== Text
One of our fundamental beliefs at Milford is coupling our top-down macro view with on the ground bottom-up research. It’s an investment philosophy which over time has generated market leading risk adjusted returns in both up and down markets. It’s this reason why I was thrilled to be boarding QF11 bound for New York a fortnight ago for a trip across five states in seven days. The plan of attack was ambitious. Spend a few nights in New York jumping between company visits and some relevant global healthcare and diversified financial conferences before skipping over to Virginia, Atlanta and Denver for more of the same.
While the ability to conduct back-to-back zoom meetings has created some efficiencies in nurturing existing company relationships, it has no doubt added friction in establishing new ones. One thing I’ve learnt in nearly 13 years in small caps is the importance of face-to-face meetings. Not only are there tangible insights gained from better understanding the business and revenue model, industry dynamics and growth drivers which are all critical in our investment process, it’s sometimes the intangibles which are equally informative. How rundown are the warehouses, how do executives interact with colleagues, what motivates them or something as unsophisticated as… how flash are the cars in the staff car park?!
Below are three themes gained from my company visits including some general observations from the Land of Chick-Fill-A (couldn’t do it!):
I thought the labour market was tight in Australia, but it was nothing on the US
Even Taco bell deliveries have stickers pleading for applicants. This is in addition to regular ‘Now Hiring’ signs posted across retail stores screaming for workers. My Uber driver had just resigned from his full-time job driving light commercial in Atlanta in the prior week. “I could get another job within the week if I wanted, probably for more money.”
====
== Dataset
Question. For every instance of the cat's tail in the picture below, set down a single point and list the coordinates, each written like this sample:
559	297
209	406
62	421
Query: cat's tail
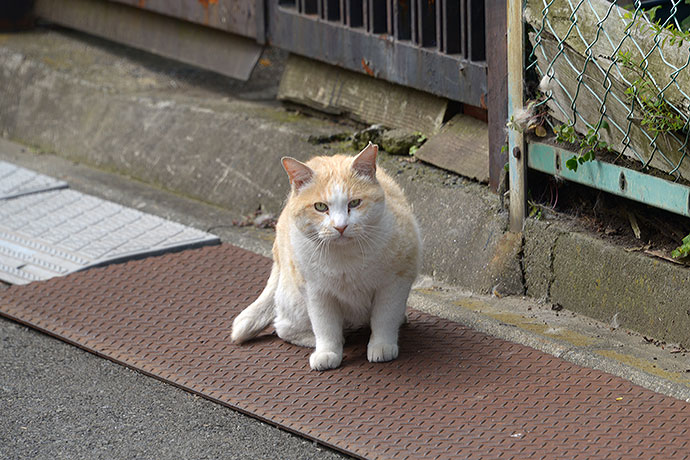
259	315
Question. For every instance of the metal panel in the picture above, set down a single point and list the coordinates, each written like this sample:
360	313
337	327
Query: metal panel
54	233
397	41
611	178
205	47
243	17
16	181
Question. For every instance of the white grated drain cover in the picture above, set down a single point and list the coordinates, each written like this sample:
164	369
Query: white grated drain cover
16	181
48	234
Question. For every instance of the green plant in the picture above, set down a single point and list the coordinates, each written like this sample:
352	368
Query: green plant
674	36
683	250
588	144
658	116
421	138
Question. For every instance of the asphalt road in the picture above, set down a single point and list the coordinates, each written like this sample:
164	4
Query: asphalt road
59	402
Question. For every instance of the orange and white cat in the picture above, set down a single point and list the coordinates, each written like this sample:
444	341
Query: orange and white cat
====
[What is needed]: Extend the piece on the US company research trip by writing what comes after its final sentence.

[Answer area]:
A sea of empty desks in every office visited highlighting power firmly in the hands of employees
In contrast to Sydney city’s workplace resurgence, I was surprised to see an ingrained preference to Work From Home (WFH). This feels far more entrenched than in Australia. A software business in Virginia was now completely remote (but still renting a floor of office space for now) with only 60% of staff actually living in the same state. The norm on average felt like 1-2 days a week across maybe 15+ companies visited.
The difference in WFH preference begs the question, why is the US different to other regions? I suspect it’s because they have the tightest employment market globally. They have just gone through the most incredible economic boom post covid, far more intense than any other country. The power balance is well and truly in the hands of the workers. After an arduous two years with Covid, i) there’s been a reduction in the ability for corporates to cultivate a positive culture, and ii) how do corporates offer development and personal growth for the next level of talent, when senior leaders and potential mentors are all working from home? . It’s not surprising workers are prioritising convenience over all else!
I’m personally of the view that as the US recalibrates to a more “normal” employment environment, one that is not so tight, an equilibrium will return.
Tail end of a spending boom
While in Denver and Atlanta I UBER’d to a few neighbourhoods on the outskirts of town to get a pulse of what’s happening on the ground. The retail destinations operate at the very sharp end of the consumer discretionary market. Typically, the leading indicators to any economy: used car dealers, performance motor bike retailers and a Recreational Vehicle (RV) dealer.
All dealers had something in common, an astonishing period of profit growth over 2020/21 and early 2022. Profits in the motorbike businesses were ‘incredible’, with profit ranging between 100-300% ahead of pre-covid levels. Interestingly the most in demand products has unusually not been road bikes, but Honda dirt bikes (US$10,000) and Yamaha Waverunner jet skis (US$20,000). Demand has been so strong, that the store manager needed to retrain staff in order to stop discounting prices to secure a sale! While demand was still reasonable, ‘there’s been a few blips in the past month since rate rises’. Perhaps this is a sign of things to come? Interestingly, new RV demand has already started to stall rapidly over the past two months with used vehicle lots struggling to move stock.
–Incredibly busy airports with full flights + pets on planes. Flights across the US were on time and efficient. I sat next to a German Shepherd with a muzzle on my flight from JFK to Norfolk, Virginia. The cat behind me was meowing in distress during take-off and landing.
–Payments were far more digitally enabled than my last visit in 2019. Very few occasions I needed cash. Even in NYC, it was paywave only on the subway.
–Chick-fil-A, as delivered, not sure where the top of the burger escaped too!
Travelling on the road seeing companies is always invaluable, with some of the learnings only recognised in the years to come. Overall, the trip highlighted to me:
- The US consumer is resilient but having last drinks, with a likely hangover to come.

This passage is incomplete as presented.